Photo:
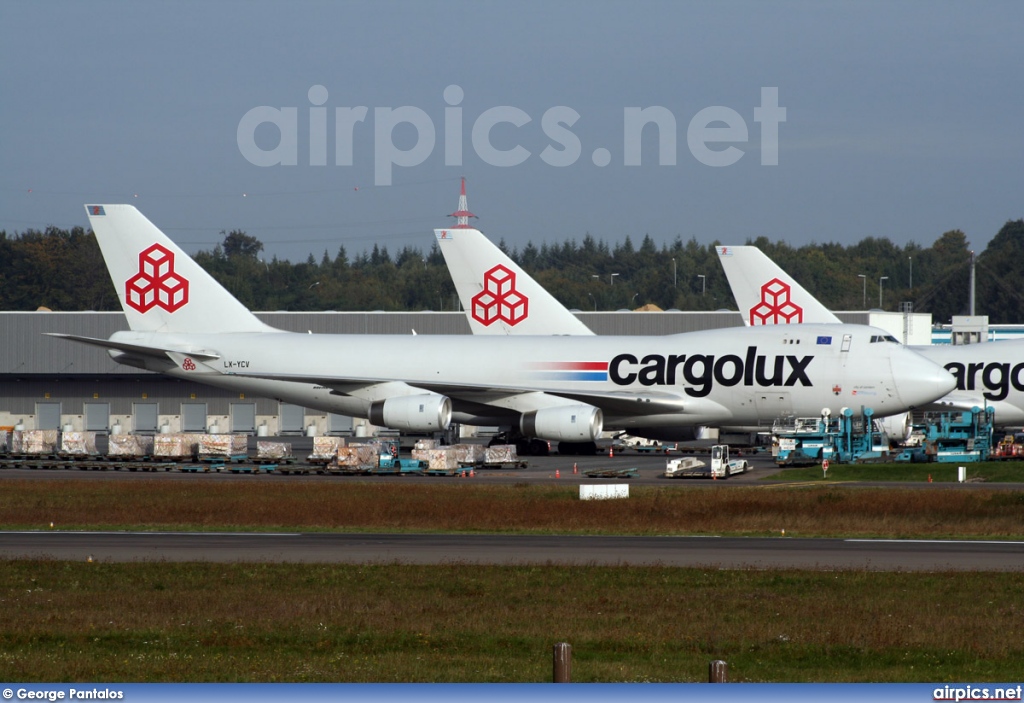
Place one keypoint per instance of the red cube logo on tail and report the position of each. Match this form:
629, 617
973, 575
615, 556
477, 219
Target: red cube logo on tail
156, 282
775, 307
499, 300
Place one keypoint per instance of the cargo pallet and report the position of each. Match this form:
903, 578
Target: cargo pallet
504, 465
631, 473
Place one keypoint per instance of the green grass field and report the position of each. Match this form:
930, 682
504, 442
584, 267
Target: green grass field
203, 622
987, 472
256, 622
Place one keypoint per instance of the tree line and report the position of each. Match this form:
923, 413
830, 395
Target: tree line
64, 270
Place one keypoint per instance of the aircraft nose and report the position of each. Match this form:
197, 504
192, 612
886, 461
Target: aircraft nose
920, 381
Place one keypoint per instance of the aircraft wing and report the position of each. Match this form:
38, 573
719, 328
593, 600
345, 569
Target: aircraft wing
143, 350
612, 402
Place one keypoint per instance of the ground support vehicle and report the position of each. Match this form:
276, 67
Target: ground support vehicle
722, 467
686, 467
847, 439
955, 437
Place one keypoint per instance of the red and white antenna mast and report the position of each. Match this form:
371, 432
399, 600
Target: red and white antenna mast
463, 214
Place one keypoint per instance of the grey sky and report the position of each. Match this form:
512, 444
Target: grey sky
903, 120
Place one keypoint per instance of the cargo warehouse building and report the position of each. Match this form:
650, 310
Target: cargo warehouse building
53, 384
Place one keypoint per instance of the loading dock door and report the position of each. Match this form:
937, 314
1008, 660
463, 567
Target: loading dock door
339, 425
292, 418
97, 416
194, 416
244, 418
145, 418
47, 415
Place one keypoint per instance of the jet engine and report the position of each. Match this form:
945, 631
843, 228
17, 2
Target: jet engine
566, 424
426, 412
897, 428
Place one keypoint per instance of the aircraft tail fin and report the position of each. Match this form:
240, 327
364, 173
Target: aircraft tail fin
161, 289
766, 294
499, 297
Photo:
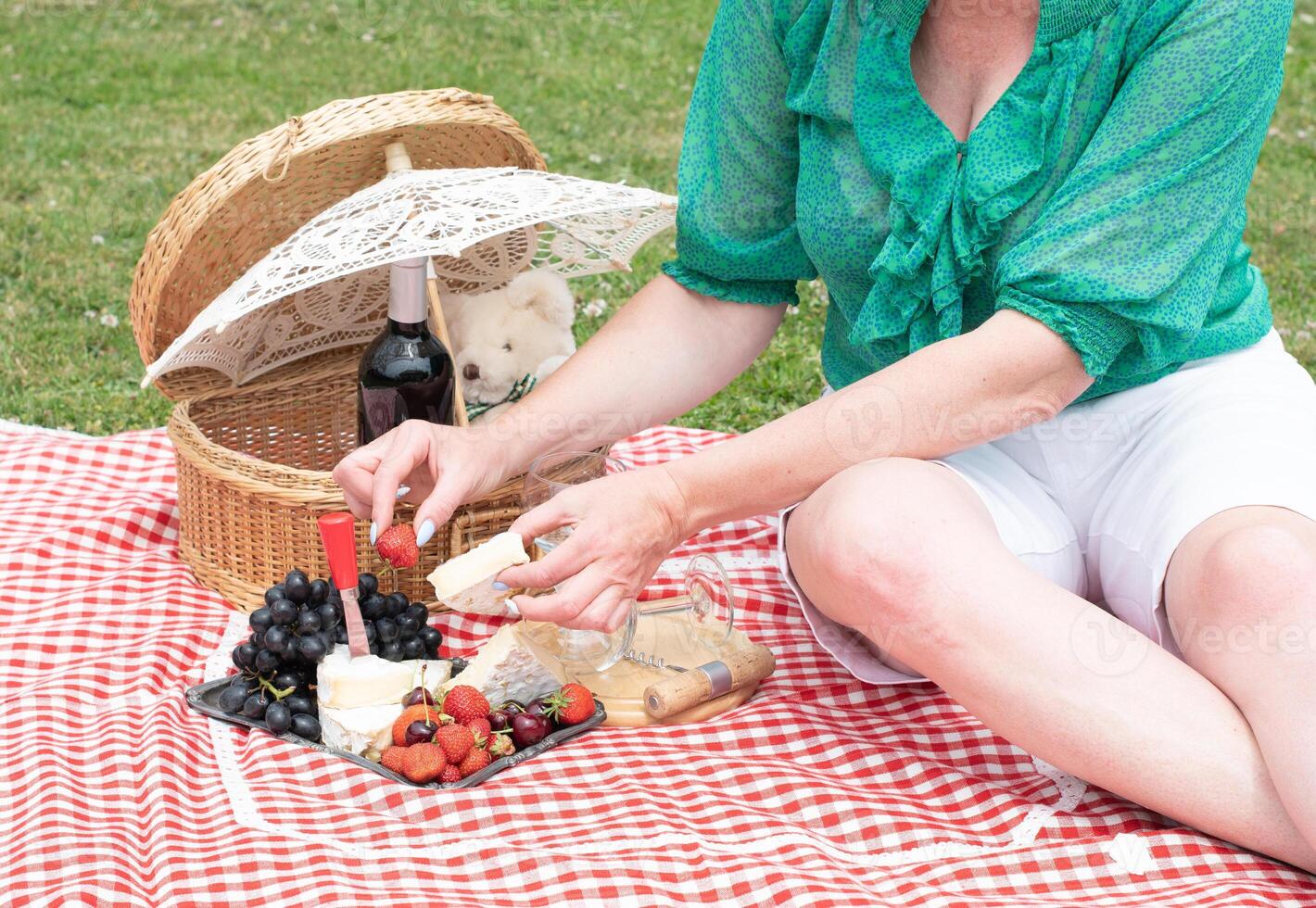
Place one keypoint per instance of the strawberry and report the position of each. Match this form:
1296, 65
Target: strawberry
570, 705
464, 704
481, 728
456, 739
410, 714
398, 547
474, 763
392, 758
424, 763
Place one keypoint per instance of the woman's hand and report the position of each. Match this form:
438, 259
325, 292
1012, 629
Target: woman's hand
626, 525
444, 466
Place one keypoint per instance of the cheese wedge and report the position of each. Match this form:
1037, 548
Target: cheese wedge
360, 699
466, 583
366, 730
369, 681
505, 669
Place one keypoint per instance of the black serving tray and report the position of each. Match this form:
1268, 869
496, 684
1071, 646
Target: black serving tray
206, 700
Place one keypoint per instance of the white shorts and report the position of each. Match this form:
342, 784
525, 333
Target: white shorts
1099, 498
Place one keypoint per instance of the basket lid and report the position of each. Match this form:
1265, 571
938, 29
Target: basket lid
259, 194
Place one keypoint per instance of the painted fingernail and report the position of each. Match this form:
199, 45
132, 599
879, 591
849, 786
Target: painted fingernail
426, 532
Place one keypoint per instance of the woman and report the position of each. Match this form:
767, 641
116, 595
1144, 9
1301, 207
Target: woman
1057, 385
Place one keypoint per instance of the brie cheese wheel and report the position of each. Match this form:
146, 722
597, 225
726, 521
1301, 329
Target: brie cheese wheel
366, 730
505, 669
369, 681
466, 583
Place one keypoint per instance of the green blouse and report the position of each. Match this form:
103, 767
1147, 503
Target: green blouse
1102, 195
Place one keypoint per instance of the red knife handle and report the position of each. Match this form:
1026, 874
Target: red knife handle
337, 531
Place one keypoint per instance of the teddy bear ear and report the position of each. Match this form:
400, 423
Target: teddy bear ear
547, 294
451, 304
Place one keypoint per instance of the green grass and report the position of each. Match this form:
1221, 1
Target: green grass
109, 108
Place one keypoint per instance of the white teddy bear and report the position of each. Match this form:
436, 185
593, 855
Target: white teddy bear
503, 335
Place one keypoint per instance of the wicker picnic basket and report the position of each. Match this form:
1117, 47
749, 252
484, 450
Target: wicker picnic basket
254, 458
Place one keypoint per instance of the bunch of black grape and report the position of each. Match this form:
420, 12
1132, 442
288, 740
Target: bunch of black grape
299, 625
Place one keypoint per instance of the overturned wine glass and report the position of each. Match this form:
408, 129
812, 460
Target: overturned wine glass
707, 599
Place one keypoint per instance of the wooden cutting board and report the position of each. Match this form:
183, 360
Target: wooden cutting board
621, 687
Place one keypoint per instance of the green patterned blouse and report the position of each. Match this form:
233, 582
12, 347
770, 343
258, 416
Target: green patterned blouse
1102, 195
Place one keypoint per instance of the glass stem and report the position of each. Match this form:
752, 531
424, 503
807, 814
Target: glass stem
666, 606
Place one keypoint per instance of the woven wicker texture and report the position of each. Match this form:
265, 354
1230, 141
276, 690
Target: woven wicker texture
326, 284
253, 460
267, 187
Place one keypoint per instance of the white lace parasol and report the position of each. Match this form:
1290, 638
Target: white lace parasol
326, 285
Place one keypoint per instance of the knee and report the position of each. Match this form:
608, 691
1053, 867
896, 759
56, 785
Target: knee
864, 547
1252, 579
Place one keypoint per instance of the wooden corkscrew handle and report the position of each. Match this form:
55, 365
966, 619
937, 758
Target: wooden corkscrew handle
745, 666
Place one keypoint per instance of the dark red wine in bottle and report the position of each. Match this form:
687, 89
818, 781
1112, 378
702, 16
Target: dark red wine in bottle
406, 372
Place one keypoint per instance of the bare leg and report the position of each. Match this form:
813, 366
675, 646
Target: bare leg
928, 581
1241, 595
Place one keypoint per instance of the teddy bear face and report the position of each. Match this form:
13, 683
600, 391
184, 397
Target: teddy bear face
504, 334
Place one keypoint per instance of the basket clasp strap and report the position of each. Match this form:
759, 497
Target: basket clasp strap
284, 150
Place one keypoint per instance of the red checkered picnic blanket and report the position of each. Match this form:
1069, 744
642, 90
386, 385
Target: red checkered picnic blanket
820, 789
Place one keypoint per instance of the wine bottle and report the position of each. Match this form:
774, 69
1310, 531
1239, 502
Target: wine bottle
406, 372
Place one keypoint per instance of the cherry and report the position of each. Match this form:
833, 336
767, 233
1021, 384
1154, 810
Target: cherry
420, 730
417, 697
528, 729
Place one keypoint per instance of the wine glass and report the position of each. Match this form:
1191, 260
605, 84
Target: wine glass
708, 600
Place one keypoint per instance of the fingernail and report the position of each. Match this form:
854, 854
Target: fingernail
426, 532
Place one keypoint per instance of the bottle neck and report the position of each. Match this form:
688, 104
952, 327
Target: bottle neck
407, 303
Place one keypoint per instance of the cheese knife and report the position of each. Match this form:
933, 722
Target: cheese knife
337, 532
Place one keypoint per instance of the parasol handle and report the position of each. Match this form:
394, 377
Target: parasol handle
436, 315
395, 159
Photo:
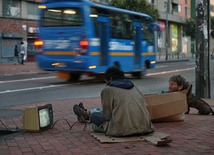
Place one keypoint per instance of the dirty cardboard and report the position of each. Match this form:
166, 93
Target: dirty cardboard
166, 107
155, 138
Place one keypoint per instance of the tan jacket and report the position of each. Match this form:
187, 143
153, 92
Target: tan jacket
126, 111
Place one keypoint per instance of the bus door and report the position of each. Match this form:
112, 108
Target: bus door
103, 32
137, 43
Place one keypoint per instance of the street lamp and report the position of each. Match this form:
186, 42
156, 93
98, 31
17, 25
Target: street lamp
167, 40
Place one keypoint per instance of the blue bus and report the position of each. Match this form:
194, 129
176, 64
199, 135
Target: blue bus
79, 37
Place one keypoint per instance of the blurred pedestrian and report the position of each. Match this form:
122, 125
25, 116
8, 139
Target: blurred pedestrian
22, 52
16, 55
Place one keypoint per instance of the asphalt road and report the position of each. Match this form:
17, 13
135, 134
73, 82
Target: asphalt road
38, 88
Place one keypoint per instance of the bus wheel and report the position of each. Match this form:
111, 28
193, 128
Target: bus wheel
140, 74
74, 76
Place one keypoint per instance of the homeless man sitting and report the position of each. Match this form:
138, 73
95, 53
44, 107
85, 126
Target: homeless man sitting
123, 109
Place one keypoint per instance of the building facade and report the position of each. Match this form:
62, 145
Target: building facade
173, 14
18, 22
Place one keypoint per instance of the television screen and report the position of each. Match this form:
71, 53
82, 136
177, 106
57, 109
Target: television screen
44, 117
38, 118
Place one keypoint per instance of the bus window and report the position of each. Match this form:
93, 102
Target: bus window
93, 17
121, 26
62, 17
148, 35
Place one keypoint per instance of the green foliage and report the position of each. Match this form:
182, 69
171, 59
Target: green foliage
190, 27
136, 5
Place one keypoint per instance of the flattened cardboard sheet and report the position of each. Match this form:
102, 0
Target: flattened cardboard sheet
155, 138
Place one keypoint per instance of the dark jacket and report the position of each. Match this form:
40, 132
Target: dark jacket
125, 109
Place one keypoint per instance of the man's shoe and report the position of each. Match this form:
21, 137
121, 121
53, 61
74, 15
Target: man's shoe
81, 113
82, 106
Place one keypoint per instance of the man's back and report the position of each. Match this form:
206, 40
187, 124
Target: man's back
126, 111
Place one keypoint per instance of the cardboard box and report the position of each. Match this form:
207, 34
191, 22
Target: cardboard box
166, 107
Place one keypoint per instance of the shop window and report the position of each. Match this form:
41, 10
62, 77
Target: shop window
33, 11
11, 8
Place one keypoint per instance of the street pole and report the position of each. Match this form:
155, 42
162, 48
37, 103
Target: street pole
167, 25
202, 69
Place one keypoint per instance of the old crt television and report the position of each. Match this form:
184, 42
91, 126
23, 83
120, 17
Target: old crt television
38, 118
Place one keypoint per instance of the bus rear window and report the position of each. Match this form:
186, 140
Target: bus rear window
62, 17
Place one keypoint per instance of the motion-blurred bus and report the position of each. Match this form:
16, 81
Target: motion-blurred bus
83, 37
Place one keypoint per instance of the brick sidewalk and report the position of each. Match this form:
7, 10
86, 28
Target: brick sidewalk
195, 135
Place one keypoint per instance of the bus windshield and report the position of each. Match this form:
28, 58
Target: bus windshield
62, 17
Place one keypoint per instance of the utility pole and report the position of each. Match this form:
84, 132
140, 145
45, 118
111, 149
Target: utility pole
167, 28
202, 49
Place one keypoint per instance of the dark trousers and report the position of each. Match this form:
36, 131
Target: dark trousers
97, 118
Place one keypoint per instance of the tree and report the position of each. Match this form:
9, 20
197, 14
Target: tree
136, 5
212, 27
190, 27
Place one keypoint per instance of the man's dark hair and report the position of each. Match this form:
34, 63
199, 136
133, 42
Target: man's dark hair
180, 81
113, 73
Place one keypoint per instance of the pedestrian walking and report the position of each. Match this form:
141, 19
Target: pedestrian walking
16, 55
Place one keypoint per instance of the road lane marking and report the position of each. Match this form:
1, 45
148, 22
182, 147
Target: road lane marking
166, 72
31, 79
33, 88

» What you have to do
All that the answer may hold is the lines from the one with "Target: dark trousers" through the end of the data, set down exactly as they appear.

» Task response
Target: dark trousers
97, 118
Place one keypoint per instance of the tree and report the position of each. Match this form:
9, 20
197, 14
Target: tree
136, 5
212, 27
190, 27
Place one keypoint per instance of the man's dark hair and report the position of each. Match this form:
34, 63
199, 136
133, 42
Target: man's dark hair
180, 81
113, 73
Place one keypoint per instance of the pedestrian walking and report the position of each. Match this form:
141, 19
Target: pedestrian walking
16, 55
Place one keypoint per instance of the road lane marking and report the position of each. Match this form:
1, 45
148, 22
182, 147
Target: road lane marking
166, 72
31, 79
33, 88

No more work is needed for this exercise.